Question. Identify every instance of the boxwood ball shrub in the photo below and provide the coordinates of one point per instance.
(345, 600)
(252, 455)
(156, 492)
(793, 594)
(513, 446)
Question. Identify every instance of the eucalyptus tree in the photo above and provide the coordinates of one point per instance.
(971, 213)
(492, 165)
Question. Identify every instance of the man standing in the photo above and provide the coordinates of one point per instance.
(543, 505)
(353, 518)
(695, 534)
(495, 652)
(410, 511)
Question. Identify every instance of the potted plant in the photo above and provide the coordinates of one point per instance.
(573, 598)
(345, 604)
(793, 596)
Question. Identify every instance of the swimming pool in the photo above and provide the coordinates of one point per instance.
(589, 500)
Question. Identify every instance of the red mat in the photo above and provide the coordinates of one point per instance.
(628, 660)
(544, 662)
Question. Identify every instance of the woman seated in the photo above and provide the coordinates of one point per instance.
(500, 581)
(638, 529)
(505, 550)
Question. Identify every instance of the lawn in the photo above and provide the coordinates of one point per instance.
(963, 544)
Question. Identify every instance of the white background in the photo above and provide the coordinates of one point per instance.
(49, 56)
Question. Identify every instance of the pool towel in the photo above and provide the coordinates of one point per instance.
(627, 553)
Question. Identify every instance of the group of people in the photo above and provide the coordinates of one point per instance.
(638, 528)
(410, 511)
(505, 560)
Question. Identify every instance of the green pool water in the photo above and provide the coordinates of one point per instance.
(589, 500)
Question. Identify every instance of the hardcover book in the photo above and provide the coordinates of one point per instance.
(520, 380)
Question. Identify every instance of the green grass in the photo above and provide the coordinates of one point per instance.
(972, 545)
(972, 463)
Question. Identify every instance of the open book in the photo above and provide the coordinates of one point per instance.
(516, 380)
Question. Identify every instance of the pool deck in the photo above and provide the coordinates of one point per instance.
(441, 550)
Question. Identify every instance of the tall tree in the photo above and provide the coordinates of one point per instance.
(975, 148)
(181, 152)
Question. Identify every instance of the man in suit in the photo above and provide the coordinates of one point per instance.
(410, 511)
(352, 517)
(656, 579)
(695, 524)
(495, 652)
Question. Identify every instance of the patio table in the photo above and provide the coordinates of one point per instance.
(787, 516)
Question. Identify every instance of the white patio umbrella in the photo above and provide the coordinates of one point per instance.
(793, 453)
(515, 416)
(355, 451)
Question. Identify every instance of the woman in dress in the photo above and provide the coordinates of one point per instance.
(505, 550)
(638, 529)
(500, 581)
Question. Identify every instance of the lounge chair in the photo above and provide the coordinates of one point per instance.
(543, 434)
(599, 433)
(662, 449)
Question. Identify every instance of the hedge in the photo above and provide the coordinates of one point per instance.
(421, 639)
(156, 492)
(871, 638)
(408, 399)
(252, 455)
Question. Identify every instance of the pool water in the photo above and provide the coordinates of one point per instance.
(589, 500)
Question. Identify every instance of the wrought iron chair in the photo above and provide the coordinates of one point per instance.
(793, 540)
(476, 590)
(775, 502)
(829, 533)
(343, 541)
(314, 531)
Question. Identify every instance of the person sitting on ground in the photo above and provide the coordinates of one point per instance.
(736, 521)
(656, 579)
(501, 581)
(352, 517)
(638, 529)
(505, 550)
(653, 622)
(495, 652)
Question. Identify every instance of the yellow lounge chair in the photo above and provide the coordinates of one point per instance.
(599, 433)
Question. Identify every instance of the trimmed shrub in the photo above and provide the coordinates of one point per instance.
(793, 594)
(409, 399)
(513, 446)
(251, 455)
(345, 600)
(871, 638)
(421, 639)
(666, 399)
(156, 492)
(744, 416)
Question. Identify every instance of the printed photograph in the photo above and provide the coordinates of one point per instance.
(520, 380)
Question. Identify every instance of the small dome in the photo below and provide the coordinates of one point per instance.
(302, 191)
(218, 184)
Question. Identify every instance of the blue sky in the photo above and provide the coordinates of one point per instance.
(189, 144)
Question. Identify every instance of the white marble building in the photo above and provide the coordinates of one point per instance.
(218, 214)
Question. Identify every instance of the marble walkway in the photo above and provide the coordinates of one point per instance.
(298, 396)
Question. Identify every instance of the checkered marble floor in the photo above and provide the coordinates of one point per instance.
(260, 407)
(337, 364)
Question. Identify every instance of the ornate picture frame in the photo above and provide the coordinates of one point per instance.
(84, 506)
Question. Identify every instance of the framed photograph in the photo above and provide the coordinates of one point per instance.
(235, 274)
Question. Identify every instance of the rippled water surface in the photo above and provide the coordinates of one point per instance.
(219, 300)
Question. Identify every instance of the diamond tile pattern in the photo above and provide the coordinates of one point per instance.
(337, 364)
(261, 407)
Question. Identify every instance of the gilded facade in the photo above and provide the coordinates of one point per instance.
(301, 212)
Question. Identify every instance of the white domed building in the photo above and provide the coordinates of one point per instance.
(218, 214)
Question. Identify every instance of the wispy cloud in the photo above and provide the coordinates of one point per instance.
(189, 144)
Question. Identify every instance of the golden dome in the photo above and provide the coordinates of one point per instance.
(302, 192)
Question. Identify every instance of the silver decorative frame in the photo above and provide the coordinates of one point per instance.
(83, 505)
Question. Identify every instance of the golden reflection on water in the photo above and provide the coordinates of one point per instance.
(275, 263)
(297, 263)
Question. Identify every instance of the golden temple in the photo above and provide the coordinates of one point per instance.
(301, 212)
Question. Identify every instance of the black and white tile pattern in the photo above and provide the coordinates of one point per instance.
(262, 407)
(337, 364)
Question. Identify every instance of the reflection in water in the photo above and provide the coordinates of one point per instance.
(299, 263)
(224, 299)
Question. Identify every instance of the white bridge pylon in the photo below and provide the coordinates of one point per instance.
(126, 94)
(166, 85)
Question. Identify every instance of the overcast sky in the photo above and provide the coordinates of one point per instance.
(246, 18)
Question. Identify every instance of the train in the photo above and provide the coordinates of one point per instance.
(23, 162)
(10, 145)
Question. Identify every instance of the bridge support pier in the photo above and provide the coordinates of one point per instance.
-=-=-
■ **Work instruction**
Each entry is to be retyped exactly as it appears.

■ **Written answer**
Question. Identify every instance of the boxwood ball shrub in the photo below and provide the coordinates of one point per instance.
(345, 600)
(252, 455)
(156, 492)
(793, 594)
(513, 446)
Question. Identify every instance of the eucalyptus tree in the photo above and provide the coordinates of one point per instance.
(971, 213)
(492, 165)
Question. Identify every instance of the man standing in the photo above and provide the coordinates of one point per instance.
(543, 505)
(353, 518)
(695, 534)
(495, 652)
(410, 511)
Question. Identify every instance of the potted plant in the photo above and provide the coordinates of one point per instance.
(573, 598)
(345, 604)
(793, 596)
Question. Identify every instance of the swimming pool in the photo above and provide the coordinates of one point per instance.
(589, 500)
Question. Identify every instance of the red mat in the photo above and provide the coordinates of one point per instance.
(628, 660)
(544, 662)
Question. Identify every instance of the woman seated in the photo above and provide the coordinates of one point per instance.
(500, 581)
(638, 529)
(505, 550)
Question. Identify every instance of the lawn in the photo above and provide the coordinates of one point per instance.
(963, 544)
Question. Identify every instance of the white background in the photo above and provide the coordinates of one point per instance.
(49, 56)
Question. Identify every instance of the pool towel in the photo above and provide the coordinates of one point per instance.
(627, 553)
Question. Identify every instance of the group of people in the photo above and provide the coordinates of one point per instance.
(638, 528)
(410, 511)
(505, 560)
Question. Identify every instance of the green pool water in the photo above and provide the coordinates of one point per instance.
(589, 500)
Question. Identify every instance of the hardcover book in the photo above and provide the coordinates of one point per instance.
(520, 380)
Question. Identify every instance of the green grass in the photo above and provide the coordinates of one point per instance.
(972, 545)
(972, 463)
Question. Identify every instance of the open book in the photo above and provide the coordinates of one point per instance.
(516, 380)
Question. Identify every instance of the pool deck in the photo above and provide the coordinates of one point per instance.
(441, 550)
Question. Identify every instance of the tall tree in the photo above and provide the coordinates of one point per instance.
(975, 148)
(181, 152)
Question. Identify every instance of the man in suit in the photo above and provide the coordinates of one point per instance.
(410, 511)
(352, 517)
(656, 579)
(695, 524)
(495, 652)
Question. Identify every instance of the patio table in the photo above and provide the coordinates of one point per instance.
(787, 516)
Question. Identify every instance of the white patio umbrella in the photo above and provide the coordinates of one point per instance.
(793, 453)
(515, 416)
(355, 451)
Question. Identify every instance of the woman in dress in the photo above and provide the coordinates of one point per instance.
(505, 550)
(638, 529)
(500, 581)
Question. Identify every instance of the lounge chair in the photo above and provide the coordinates of one point per instance.
(543, 434)
(599, 433)
(662, 449)
Question. Identify every instance of the hedge in the photo above and provide the coordinates of one point per instance.
(421, 639)
(156, 492)
(871, 638)
(408, 399)
(252, 455)
Question. Identify every instance of the pool water in the photo above and provide the coordinates of one point per instance.
(589, 500)
Question. Identify every instance of the wrought iron chair in the photo above and provide the coordinates of one point per instance.
(793, 540)
(476, 590)
(775, 502)
(829, 533)
(343, 541)
(314, 531)
Question. Identify every instance of the person sitting on ground in the photo above and provide the coordinates of one point per instance.
(736, 521)
(656, 579)
(501, 581)
(352, 517)
(638, 529)
(505, 550)
(653, 622)
(495, 652)
Question. Identify every instance of the yellow lounge chair in the photo above and provide the coordinates of one point per instance.
(599, 433)
Question. Identify every instance of the trimmed shrub in the photo above and provide the coordinates of one point per instance.
(793, 594)
(409, 399)
(513, 446)
(251, 455)
(345, 600)
(871, 638)
(421, 639)
(666, 399)
(156, 492)
(744, 416)
Question. Identify every instance of the printed photograph in the photo above and provide the coordinates of one point per instance.
(520, 380)
Question. Identify every instance of the small dome in the photo below and provide the coordinates of one point per instance.
(302, 191)
(218, 184)
Question. Identify every instance of the blue sky in the photo above and provide the coordinates of one point per instance.
(189, 144)
Question. Identify every instance of the white marble building in the photo above and provide the coordinates of one point per instance.
(218, 214)
Question. Identify every instance of the marble walkway in the photo above and provide the coordinates of one point per instance.
(298, 396)
Question. Identify every instance of the checkered marble floor in the photo above and provide the coordinates of one point per instance.
(260, 407)
(337, 364)
Question. Identify every instance of the ornate picture frame in the photo above and provide the coordinates of one point per instance.
(84, 506)
Question. Identify every instance of the framed photograph in the photo above and provide the coordinates of one point per instance.
(235, 274)
Question. Identify every instance of the rippled water surface in the photo above and provide the coordinates of one point per instance.
(219, 300)
Question. Identify every instance of the diamond tile pattern in the photo above and provide the coordinates of one point per instance.
(337, 364)
(261, 407)
Question. Identify every instance of the gilded facade in the photo above and provide the coordinates of one point per instance.
(301, 212)
Question. Identify every instance of the white domed building in the photo above and provide the coordinates of one point per instance.
(218, 214)
Question. Identify every instance of the wispy cloud in the photo above and provide the coordinates of one point per instance.
(189, 144)
Question. Identify every instance of the golden dome in the photo above and provide the coordinates of one point per instance.
(302, 192)
Question. Identify every instance of the silver decorative frame in the photo above and provide the coordinates of one point per instance.
(83, 505)
Question. Identify every instance of the golden reflection on water in the photo above and provide the coordinates of one point per instance.
(275, 263)
(297, 263)
Question. Identify every instance of the golden temple in the photo above and provide the coordinates of one point per instance.
(301, 212)
Question. Identify every instance of the black and white tile pattern in the photo above and provide the coordinates of one point per instance.
(262, 407)
(337, 364)
Question. Identify every instance of the reflection in water in the photo above and provide the coordinates of one point per instance.
(299, 263)
(224, 299)
Question. Identify every instance of the white bridge pylon in the photo below and provide the coordinates of one point per instance.
(126, 94)
(166, 85)
Question. Identify every instance of the overcast sky in the photo above and provide the coordinates of one point per instance.
(246, 18)
Question. Identify every instance of the train in the photo above and provide the coordinates of one point per instance.
(23, 162)
(10, 145)
Question. Identify every instance of the bridge support pier in the photo above and provide the coordinates of one point per instance.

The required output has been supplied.